### [What is asked]
Extract every line below that contains the string "shorts", treating uppercase and lowercase letters as different.

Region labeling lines
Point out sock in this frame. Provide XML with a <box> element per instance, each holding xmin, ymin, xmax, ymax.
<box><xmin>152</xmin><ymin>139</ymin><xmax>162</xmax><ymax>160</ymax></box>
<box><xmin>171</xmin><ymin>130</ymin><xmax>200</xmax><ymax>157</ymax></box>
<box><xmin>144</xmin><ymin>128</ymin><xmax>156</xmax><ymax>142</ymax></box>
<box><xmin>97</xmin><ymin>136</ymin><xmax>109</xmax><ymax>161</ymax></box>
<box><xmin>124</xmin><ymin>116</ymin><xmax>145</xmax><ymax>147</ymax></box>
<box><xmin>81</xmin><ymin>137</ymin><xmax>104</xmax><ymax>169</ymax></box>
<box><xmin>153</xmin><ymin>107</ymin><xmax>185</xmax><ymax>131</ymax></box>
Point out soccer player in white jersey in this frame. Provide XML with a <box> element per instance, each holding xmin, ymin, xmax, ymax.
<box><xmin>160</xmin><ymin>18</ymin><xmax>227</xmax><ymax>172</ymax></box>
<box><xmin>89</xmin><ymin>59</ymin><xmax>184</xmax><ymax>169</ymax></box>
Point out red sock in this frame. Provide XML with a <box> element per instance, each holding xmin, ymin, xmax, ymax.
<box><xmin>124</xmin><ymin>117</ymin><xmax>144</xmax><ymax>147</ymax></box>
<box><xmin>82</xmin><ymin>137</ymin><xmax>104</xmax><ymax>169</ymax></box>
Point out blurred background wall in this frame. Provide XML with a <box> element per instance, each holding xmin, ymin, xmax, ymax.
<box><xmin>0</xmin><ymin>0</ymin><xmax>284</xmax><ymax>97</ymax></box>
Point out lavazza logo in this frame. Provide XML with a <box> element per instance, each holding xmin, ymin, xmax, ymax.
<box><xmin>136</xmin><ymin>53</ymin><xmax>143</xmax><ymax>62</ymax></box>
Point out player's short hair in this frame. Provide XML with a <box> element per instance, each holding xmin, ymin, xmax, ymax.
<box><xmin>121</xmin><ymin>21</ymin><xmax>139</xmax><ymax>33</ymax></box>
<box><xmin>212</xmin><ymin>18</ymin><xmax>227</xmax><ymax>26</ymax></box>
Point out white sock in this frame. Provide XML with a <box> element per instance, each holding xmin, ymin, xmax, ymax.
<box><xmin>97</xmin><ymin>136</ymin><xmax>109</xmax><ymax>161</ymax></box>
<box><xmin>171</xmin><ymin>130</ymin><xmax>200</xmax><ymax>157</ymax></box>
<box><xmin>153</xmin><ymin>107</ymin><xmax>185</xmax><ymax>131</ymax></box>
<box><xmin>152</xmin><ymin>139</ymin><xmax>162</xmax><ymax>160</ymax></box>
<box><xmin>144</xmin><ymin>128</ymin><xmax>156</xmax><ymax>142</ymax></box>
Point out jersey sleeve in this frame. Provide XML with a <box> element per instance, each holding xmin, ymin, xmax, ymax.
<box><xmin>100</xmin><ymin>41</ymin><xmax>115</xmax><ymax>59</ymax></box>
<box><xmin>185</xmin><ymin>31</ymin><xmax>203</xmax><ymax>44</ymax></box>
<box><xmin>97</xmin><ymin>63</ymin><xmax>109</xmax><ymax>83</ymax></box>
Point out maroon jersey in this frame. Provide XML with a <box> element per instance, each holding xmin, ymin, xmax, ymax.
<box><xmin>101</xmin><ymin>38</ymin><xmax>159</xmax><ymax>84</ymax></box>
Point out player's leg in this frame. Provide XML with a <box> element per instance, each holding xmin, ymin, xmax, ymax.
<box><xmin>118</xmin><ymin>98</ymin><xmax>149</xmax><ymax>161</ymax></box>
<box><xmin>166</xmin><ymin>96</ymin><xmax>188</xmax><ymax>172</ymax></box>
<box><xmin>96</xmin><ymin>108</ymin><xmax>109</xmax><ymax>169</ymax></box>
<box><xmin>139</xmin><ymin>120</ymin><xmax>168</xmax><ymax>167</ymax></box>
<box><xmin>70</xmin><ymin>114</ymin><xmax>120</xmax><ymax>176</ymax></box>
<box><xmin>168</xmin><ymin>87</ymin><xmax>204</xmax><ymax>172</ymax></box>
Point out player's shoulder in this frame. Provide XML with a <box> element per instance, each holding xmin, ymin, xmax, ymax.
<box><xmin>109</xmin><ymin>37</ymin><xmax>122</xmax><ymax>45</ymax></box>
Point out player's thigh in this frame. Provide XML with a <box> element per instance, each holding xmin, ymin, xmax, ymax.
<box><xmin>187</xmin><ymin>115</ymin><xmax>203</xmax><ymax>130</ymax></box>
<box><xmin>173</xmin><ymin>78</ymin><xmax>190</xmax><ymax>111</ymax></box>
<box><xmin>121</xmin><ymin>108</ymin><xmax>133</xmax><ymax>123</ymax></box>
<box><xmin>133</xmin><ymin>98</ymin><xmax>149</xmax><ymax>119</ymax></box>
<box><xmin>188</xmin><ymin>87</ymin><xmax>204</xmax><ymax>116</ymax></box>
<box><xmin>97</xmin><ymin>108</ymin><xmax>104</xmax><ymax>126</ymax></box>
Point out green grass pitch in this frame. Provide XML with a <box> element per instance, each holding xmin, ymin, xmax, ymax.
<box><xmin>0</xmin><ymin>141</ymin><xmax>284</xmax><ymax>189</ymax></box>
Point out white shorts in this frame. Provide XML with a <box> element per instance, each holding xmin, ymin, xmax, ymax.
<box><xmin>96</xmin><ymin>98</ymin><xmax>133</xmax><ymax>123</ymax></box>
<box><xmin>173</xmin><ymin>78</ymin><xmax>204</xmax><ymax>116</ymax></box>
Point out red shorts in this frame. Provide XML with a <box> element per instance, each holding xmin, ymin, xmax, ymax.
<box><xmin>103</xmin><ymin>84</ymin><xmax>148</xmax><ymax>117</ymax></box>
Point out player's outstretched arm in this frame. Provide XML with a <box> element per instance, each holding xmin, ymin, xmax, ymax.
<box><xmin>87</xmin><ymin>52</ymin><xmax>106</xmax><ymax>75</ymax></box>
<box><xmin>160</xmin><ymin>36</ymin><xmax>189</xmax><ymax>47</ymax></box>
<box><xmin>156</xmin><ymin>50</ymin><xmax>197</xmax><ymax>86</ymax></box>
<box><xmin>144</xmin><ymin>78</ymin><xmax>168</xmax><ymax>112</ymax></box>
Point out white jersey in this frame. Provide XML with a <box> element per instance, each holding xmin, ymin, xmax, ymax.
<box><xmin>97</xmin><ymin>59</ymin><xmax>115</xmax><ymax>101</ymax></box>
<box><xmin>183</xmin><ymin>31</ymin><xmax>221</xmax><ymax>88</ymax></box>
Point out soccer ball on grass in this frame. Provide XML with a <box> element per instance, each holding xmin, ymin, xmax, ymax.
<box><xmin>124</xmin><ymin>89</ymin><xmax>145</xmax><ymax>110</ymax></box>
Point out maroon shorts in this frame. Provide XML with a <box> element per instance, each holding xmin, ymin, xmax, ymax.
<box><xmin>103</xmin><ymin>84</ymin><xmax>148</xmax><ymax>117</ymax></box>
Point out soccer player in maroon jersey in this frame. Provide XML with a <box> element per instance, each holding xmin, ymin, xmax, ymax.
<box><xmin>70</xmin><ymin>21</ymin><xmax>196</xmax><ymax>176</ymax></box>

### [Problem solution]
Point out white shorts in this frame. Provide XML with a <box> element per instance, each holding xmin, ymin, xmax, ymax.
Point out red shorts in this frame. Provide XML with a <box> element per instance, each holding xmin, ymin, xmax, ymax.
Point out maroon shorts in this frame. Provide XML with a <box> element per instance, each holding xmin, ymin, xmax, ymax.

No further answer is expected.